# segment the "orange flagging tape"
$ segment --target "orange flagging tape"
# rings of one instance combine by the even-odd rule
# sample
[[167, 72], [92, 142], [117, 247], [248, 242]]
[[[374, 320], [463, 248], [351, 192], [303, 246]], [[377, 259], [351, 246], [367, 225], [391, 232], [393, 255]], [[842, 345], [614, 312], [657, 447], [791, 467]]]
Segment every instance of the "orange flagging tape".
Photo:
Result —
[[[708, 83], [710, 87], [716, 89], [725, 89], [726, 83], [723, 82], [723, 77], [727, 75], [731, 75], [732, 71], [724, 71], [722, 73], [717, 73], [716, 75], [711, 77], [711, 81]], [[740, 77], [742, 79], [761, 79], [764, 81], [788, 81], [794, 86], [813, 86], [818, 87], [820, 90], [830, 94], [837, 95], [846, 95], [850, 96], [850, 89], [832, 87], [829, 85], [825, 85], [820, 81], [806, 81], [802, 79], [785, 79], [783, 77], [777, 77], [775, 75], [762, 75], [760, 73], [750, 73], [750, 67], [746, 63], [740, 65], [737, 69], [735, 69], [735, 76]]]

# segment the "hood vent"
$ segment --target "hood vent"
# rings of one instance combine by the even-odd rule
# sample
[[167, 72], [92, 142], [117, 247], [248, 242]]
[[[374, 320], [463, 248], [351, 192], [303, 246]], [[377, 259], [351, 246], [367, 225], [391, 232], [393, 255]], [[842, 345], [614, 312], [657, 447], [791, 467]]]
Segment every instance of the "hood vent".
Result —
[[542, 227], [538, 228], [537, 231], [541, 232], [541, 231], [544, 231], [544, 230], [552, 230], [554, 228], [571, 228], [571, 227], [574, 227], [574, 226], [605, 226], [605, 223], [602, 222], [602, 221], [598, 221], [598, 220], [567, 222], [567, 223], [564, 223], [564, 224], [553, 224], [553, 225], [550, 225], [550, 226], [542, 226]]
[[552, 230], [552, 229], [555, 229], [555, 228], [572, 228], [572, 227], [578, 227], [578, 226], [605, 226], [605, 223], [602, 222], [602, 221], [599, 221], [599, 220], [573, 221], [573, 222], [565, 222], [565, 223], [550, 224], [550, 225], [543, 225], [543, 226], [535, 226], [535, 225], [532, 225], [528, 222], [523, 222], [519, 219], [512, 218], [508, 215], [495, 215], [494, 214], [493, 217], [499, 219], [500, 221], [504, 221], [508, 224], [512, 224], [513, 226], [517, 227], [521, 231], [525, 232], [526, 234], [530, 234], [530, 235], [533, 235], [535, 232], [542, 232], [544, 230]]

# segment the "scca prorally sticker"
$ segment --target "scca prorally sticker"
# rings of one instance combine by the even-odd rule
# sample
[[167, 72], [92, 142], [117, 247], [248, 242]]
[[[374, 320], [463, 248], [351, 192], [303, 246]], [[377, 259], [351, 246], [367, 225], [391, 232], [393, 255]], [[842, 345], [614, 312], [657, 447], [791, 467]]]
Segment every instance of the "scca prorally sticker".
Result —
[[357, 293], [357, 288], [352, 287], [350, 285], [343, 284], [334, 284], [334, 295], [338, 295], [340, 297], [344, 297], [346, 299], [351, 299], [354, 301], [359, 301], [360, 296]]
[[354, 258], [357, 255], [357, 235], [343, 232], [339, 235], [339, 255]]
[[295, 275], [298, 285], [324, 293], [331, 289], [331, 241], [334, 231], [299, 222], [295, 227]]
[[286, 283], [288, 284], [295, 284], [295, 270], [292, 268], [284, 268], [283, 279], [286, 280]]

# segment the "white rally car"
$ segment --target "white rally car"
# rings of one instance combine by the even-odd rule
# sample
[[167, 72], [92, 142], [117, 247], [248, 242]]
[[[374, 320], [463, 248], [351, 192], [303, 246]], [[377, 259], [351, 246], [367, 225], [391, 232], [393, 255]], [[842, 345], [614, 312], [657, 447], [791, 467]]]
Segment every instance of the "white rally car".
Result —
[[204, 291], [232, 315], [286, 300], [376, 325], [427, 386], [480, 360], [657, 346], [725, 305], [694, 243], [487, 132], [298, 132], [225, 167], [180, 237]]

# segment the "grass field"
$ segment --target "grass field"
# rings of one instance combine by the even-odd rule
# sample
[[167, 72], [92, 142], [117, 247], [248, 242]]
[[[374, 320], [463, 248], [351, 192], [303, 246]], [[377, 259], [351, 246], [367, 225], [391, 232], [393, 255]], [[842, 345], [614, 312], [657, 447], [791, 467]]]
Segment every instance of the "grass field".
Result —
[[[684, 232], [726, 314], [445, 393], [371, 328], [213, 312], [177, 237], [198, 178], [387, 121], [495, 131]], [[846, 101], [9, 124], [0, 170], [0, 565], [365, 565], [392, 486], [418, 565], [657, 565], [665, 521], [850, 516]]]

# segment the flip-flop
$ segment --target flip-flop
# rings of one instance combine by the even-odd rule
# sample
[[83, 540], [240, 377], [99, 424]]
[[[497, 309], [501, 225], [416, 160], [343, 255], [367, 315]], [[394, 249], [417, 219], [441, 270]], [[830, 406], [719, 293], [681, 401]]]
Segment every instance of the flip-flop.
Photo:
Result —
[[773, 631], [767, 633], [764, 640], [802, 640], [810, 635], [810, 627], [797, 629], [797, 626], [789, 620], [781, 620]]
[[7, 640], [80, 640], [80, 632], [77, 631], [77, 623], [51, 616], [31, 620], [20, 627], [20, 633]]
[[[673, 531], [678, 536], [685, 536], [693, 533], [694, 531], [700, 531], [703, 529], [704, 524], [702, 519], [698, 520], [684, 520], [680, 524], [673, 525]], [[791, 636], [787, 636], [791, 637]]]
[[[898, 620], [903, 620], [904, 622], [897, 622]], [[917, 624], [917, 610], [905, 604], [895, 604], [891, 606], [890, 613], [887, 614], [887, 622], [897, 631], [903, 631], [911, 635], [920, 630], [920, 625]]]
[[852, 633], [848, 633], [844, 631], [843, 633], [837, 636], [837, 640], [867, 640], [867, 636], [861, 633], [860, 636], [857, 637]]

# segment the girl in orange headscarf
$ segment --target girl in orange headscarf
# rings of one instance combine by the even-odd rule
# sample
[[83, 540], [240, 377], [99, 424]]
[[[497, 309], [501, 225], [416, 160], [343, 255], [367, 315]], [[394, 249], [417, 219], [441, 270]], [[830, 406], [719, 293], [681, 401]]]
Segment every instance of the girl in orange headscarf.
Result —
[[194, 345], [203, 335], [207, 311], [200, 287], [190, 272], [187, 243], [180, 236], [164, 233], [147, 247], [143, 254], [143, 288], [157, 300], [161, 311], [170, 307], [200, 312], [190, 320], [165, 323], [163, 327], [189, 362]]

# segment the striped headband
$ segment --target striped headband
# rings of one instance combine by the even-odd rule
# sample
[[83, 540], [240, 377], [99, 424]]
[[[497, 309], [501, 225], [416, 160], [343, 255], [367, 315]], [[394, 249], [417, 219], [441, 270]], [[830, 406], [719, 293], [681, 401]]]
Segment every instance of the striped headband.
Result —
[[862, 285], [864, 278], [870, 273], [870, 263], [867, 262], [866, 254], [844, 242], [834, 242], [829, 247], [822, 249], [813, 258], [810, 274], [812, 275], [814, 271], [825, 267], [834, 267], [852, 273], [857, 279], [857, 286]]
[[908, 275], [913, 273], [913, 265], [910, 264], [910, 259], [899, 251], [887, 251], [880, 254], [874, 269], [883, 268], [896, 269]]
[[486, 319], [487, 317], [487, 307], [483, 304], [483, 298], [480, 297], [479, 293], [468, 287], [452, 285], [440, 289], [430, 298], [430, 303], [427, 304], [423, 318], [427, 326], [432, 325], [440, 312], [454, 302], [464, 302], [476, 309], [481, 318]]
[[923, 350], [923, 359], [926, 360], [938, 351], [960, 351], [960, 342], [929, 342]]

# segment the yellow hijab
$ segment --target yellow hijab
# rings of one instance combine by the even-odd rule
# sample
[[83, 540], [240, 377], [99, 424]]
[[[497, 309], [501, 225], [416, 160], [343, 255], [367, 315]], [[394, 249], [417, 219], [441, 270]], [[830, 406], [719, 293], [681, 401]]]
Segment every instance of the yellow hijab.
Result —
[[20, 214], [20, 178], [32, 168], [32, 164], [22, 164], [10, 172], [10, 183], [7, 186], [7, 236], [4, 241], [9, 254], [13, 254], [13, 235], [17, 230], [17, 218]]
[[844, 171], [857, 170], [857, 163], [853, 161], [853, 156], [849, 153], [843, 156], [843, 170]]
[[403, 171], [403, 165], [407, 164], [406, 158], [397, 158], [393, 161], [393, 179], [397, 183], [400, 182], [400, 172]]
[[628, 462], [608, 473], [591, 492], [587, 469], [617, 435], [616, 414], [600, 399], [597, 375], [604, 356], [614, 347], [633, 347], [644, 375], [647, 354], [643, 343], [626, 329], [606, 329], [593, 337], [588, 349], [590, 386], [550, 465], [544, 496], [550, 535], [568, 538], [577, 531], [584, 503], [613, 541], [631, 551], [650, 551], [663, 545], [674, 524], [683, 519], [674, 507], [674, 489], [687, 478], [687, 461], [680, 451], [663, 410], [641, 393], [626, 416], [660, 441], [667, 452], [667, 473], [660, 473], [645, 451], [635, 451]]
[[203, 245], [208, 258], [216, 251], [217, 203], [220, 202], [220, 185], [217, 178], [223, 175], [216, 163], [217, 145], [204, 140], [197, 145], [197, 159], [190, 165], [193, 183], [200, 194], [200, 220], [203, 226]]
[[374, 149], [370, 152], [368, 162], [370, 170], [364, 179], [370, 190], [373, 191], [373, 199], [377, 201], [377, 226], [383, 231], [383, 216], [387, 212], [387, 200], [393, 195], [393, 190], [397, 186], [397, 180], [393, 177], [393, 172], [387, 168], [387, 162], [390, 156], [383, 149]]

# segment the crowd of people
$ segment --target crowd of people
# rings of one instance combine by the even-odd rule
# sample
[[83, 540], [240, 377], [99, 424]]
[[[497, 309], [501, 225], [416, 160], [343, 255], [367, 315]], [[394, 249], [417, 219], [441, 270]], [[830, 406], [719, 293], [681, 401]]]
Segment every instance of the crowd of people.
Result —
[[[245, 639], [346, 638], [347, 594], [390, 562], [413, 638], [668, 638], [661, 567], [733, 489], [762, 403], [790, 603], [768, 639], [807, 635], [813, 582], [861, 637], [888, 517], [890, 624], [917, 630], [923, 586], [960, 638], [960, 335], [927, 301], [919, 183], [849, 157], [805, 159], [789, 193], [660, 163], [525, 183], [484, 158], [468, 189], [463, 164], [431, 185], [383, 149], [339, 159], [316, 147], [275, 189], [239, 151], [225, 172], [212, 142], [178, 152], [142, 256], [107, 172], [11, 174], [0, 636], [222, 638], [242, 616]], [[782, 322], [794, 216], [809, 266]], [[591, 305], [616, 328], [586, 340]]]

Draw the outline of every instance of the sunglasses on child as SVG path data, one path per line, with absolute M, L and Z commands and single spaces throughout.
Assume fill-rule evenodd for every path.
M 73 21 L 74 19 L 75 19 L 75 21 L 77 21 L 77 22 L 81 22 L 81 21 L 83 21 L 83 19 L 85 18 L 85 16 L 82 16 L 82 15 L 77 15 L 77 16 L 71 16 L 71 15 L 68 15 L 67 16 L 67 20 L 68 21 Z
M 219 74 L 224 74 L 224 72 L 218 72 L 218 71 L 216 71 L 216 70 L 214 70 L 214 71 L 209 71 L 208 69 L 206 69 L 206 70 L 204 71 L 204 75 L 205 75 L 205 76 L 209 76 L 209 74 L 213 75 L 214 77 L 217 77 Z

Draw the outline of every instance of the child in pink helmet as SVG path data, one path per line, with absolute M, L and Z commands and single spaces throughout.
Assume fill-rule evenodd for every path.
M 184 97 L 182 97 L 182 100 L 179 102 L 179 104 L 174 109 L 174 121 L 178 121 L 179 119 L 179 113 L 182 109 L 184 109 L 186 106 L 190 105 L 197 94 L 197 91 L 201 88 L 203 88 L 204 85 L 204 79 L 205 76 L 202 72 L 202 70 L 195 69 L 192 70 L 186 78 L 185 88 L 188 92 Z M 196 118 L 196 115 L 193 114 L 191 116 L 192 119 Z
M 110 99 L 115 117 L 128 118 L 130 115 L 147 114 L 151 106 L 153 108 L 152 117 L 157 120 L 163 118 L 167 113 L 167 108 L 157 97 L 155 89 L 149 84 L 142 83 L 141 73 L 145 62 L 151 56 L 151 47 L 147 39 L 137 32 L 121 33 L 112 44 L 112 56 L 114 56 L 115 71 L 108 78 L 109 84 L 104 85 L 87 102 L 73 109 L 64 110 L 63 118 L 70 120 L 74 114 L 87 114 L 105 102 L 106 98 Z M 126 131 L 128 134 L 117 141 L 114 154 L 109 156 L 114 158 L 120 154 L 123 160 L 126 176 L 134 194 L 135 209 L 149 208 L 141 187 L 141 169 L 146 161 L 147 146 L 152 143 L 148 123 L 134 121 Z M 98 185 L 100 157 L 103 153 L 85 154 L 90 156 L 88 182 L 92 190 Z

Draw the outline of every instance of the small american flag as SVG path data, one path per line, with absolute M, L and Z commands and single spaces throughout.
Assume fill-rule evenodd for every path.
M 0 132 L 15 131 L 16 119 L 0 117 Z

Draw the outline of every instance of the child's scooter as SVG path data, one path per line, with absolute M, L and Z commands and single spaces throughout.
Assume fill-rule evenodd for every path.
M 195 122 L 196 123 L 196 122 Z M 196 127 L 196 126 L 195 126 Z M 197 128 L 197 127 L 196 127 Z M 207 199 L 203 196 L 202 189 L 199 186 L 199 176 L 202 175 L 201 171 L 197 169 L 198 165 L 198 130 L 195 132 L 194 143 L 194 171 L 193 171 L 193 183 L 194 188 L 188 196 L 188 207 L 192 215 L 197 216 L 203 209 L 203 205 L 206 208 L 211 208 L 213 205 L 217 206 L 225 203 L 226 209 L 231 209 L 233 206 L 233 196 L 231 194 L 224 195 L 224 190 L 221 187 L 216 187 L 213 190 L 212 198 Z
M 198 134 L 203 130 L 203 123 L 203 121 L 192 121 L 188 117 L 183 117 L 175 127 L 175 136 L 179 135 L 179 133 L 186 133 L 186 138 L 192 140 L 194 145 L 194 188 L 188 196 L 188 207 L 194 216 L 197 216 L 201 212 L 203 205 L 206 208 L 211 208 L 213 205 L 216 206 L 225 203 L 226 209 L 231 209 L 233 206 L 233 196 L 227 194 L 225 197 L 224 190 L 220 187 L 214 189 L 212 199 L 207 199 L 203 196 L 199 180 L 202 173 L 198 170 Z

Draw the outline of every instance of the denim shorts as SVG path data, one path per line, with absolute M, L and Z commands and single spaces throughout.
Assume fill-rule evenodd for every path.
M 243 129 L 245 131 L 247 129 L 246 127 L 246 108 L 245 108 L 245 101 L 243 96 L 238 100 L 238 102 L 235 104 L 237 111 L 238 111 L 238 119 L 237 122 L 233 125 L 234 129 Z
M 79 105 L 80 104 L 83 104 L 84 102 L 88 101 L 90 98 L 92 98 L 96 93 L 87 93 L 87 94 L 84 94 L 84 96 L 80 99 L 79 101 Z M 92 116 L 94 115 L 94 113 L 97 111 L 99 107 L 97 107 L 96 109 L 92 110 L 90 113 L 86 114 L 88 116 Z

────────────────

### Try it
When you reach the line holding "# segment the crowd of people" in the records above, begin reproducing exactly, stop after the line holding "Segment every instance of the crowd", and output nothing else.

### Written solution
# segment the crowd of people
$ segment --target crowd of people
# rings of one instance combine by the even-odd rule
# sample
[[83, 540], [240, 377], [99, 424]]
[[[497, 309], [501, 225], [416, 160], [343, 255], [367, 315]], [[394, 249], [417, 219], [441, 270]], [[830, 406], [719, 293], [681, 401]]]
Segment every instance of the crowd of people.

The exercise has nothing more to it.